*** Begin section ***

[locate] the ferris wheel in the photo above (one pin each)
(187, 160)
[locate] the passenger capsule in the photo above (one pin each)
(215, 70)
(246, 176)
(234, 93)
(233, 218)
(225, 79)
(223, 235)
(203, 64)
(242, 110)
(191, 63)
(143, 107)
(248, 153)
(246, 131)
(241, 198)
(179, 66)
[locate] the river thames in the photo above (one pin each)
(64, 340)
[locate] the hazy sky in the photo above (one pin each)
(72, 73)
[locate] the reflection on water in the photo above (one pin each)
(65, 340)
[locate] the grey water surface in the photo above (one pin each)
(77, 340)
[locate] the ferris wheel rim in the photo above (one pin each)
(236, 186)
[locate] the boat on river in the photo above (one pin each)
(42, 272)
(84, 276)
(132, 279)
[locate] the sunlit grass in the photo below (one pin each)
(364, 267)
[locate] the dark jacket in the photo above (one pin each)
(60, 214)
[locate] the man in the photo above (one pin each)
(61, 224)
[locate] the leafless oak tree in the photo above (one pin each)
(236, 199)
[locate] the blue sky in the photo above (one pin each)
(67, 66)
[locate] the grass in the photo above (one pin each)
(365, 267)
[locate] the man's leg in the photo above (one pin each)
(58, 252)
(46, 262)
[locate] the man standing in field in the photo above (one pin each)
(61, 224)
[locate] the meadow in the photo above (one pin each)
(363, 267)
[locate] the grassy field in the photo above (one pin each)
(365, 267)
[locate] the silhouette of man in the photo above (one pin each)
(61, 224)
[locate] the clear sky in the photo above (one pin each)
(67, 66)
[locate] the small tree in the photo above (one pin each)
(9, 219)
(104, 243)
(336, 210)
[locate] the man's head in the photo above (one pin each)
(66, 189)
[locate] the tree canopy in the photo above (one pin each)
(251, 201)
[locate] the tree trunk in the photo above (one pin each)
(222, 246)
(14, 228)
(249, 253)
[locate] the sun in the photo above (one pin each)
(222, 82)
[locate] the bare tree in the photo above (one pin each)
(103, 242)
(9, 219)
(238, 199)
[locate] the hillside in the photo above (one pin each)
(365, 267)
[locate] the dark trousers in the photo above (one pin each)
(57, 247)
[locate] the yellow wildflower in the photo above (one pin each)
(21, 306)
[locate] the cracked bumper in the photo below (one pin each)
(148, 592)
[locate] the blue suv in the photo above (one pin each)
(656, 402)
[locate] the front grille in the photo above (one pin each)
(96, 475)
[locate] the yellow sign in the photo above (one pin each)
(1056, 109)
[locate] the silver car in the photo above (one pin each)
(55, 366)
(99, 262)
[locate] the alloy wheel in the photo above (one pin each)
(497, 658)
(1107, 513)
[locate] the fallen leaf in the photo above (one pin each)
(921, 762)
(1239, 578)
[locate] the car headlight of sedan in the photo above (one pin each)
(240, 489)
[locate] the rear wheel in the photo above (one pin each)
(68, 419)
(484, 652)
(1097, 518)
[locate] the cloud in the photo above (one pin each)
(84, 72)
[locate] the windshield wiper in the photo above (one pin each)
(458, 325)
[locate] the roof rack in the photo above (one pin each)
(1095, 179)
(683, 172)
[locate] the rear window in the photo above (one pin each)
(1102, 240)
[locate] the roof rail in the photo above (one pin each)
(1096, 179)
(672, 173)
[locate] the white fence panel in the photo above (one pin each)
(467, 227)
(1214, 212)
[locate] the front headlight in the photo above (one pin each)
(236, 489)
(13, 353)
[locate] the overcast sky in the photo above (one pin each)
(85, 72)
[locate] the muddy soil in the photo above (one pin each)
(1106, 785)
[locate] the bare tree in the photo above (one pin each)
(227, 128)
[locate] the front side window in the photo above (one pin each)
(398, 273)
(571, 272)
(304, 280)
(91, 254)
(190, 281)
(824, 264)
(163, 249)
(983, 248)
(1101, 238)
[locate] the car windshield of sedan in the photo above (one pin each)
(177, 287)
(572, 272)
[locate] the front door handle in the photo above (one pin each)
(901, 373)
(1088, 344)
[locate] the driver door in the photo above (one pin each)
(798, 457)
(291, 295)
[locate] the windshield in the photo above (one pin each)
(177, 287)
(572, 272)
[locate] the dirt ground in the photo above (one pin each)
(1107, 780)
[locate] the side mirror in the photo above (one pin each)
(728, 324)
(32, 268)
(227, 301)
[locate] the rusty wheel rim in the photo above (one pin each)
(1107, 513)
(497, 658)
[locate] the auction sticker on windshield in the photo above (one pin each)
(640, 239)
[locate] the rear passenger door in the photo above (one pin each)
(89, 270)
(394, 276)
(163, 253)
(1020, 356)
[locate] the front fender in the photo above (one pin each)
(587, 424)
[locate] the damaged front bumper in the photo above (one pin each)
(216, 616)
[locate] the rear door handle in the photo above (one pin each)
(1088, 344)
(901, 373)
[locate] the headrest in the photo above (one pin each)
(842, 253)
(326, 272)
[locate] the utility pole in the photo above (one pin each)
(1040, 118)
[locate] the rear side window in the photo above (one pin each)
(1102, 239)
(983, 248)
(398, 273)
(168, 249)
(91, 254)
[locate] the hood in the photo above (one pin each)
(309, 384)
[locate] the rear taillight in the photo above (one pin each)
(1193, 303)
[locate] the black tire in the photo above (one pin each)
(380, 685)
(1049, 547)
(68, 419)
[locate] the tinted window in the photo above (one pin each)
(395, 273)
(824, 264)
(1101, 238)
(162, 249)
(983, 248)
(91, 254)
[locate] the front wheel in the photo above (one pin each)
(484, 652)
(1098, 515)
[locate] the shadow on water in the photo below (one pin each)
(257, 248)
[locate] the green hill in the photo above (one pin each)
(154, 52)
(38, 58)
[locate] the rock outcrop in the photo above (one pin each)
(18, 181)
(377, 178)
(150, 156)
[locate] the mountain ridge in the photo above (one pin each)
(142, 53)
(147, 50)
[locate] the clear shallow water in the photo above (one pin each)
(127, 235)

*** End section ***

§ **WHAT YOU ARE ASKED TO DO**:
The material must be repeated in full, with every line exact.

§ **PROBLEM SOLUTION**:
[locate] the ferris wheel in the photo above (one pin each)
(187, 160)
[locate] the passenger capsule in the photo above (one pin each)
(215, 70)
(246, 176)
(234, 93)
(233, 218)
(225, 79)
(223, 235)
(203, 64)
(242, 110)
(191, 63)
(143, 107)
(248, 153)
(246, 131)
(241, 198)
(179, 66)
[locate] the river thames in the photo above (one pin each)
(64, 340)
[locate] the hazy sky in the photo above (one pin each)
(72, 73)
[locate] the reflection on water in the photo above (one pin each)
(65, 340)
[locate] the grey water surface in the photo above (one pin each)
(77, 340)
[locate] the ferris wheel rim in the photo above (one pin each)
(236, 186)
[locate] the boat on river in the photo above (one pin each)
(42, 272)
(84, 276)
(132, 279)
[locate] the sunlit grass in the photo below (one pin each)
(364, 267)
[locate] the dark jacket in the photo above (one pin each)
(60, 214)
[locate] the man in the photo above (one pin each)
(61, 224)
[locate] the leafless oak tree in the photo above (one pin each)
(236, 199)
[locate] the blue sky in the photo above (one pin each)
(67, 66)
[locate] the grass in the photo above (one pin each)
(365, 267)
[locate] the man's leg in the photo above (one pin each)
(58, 252)
(46, 262)
[locate] the man standing in field in the photo above (one pin each)
(61, 224)
[locate] the meadow in the photo above (one pin each)
(363, 267)
[locate] the grassy field in the photo above (one pin each)
(365, 267)
[locate] the silhouette of man in the photo above (one pin each)
(61, 224)
[locate] the clear sky in the photo above (one pin each)
(67, 66)
[locate] the small tree in the photo above (one pin each)
(9, 219)
(104, 243)
(336, 210)
[locate] the man's head in the photo above (one pin each)
(66, 189)
[locate] the tree canopy in the photo above (one pin each)
(251, 201)
[locate] the tree trunk in the photo above (one pin each)
(222, 246)
(14, 228)
(249, 253)
[locate] the sun in the photo above (one pin each)
(222, 82)
[locate] the bare tree in the photo above (one pin each)
(103, 242)
(9, 219)
(238, 199)
[locate] the hillside in the photo above (one pin each)
(365, 267)
[locate] the dark trousers in the photo above (one pin each)
(57, 247)
[locate] the yellow wildflower in the photo above (one pin each)
(21, 306)
[locate] the cracked bumper in the photo below (one pin each)
(148, 592)
[locate] the blue suv in the photo above (one pin each)
(656, 402)
[locate] the front grille in the photo above (one pin each)
(96, 475)
[locate] the yellow sign in the photo above (one pin each)
(1056, 109)
[locate] the silver car in the photo above (one pin each)
(55, 366)
(99, 262)
[locate] the alloy wheel in the photo above (one pin each)
(497, 658)
(1107, 513)
[locate] the fallen leaf in the photo above (one pin each)
(921, 762)
(1239, 578)
[locate] the car headlight of sedan in the photo above (one pin each)
(240, 489)
[locate] the rear wheel in the photo above (one pin each)
(68, 419)
(484, 652)
(1097, 518)
[locate] the cloud in the photo above (one pin each)
(84, 72)
[locate] the windshield wiper in the photo above (one pin each)
(458, 325)
[locate] the roof rack in the photo above (one pin each)
(1095, 179)
(683, 172)
[locate] the rear window in the photo above (one pin each)
(1102, 240)
[locate] the roof rail in the photo above (one pin each)
(1096, 179)
(672, 173)
[locate] the white fence panel in the photo above (one pin each)
(467, 227)
(1214, 212)
[locate] the front headlight in the photo above (one pin each)
(236, 489)
(13, 353)
[locate] the overcast sky in the photo above (one pin each)
(85, 72)
[locate] the muddy soil in the photo above (one pin each)
(1106, 785)
[locate] the bare tree in the photo above (one pin each)
(227, 128)
[locate] the front side window in the photo above (one pin each)
(398, 273)
(571, 272)
(304, 280)
(91, 254)
(190, 281)
(824, 264)
(163, 249)
(983, 248)
(1101, 238)
[locate] the car windshield of sedan in the photo above (one pin each)
(177, 287)
(572, 272)
[locate] the front door handle in the photo above (one pin each)
(901, 373)
(1088, 344)
[locate] the driver door in the photo above (one pin each)
(798, 457)
(291, 295)
[locate] the windshield in the photo above (one pin each)
(177, 287)
(572, 272)
[locate] the dirt ground in the photo above (one pin each)
(1107, 780)
[locate] the side mirror in the photo above (one pin each)
(728, 324)
(32, 268)
(227, 301)
[locate] the rusty wheel rim in the photo above (one pin each)
(1107, 513)
(497, 658)
[locate] the auction sticker on windshield in the photo above (one pin each)
(640, 239)
[locate] the rear passenger door in the photo above (one pin each)
(89, 270)
(394, 276)
(163, 253)
(1020, 356)
[locate] the front fender in the photo above (one pin each)
(587, 424)
[locate] the damaged front bumper in the photo above (one pin each)
(216, 616)
[locate] the rear door handle in the photo above (one pin each)
(1088, 344)
(901, 373)
[locate] the headrest in the photo above (one pin each)
(842, 253)
(326, 272)
[locate] the utility pole in the photo above (one pin each)
(1040, 118)
[locate] the rear side window in the photo above (one pin each)
(1102, 239)
(983, 248)
(398, 273)
(168, 249)
(91, 254)
[locate] the hood in the photo above (one pin each)
(309, 384)
[locate] the rear taillight in the photo above (one pin each)
(1193, 303)
[locate] the black tire in the photo above (one pin each)
(380, 685)
(1049, 547)
(68, 419)
[locate] the tinted window in the photo above (one pin each)
(395, 273)
(824, 264)
(1101, 238)
(162, 249)
(983, 248)
(91, 254)
[locate] the front wheel in the photo above (one pin each)
(484, 652)
(1098, 515)
[locate] the shadow on water in the photo below (one pin each)
(257, 248)
[locate] the green hill in the photo above (one pin each)
(154, 52)
(38, 58)
[locate] the rock outcrop in the photo above (one pin each)
(18, 181)
(377, 178)
(150, 156)
[locate] the mountain ridge in the photo above (one pin each)
(142, 53)
(147, 50)
[locate] the clear shallow water in the photo above (one pin each)
(127, 235)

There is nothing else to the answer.